- **EXERCISE BRIEF**
In every row below, swap "red brick paver" for "clay paving stone" and write the lines out again with nothing else changed. Leave the pictures out.

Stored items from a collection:
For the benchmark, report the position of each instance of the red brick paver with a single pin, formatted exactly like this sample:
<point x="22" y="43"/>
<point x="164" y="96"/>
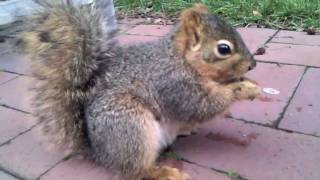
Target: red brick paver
<point x="13" y="123"/>
<point x="29" y="155"/>
<point x="268" y="109"/>
<point x="255" y="37"/>
<point x="77" y="169"/>
<point x="5" y="176"/>
<point x="292" y="54"/>
<point x="303" y="114"/>
<point x="300" y="38"/>
<point x="253" y="151"/>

- **EXPECTED OUTPUT**
For the benchmark, report the position of each instance of the clay paving stone with a single pin, formatted exactly like this sample:
<point x="22" y="43"/>
<point x="164" y="96"/>
Target: clay paving stone
<point x="13" y="123"/>
<point x="29" y="155"/>
<point x="268" y="109"/>
<point x="255" y="37"/>
<point x="77" y="169"/>
<point x="5" y="176"/>
<point x="292" y="54"/>
<point x="303" y="114"/>
<point x="300" y="38"/>
<point x="253" y="151"/>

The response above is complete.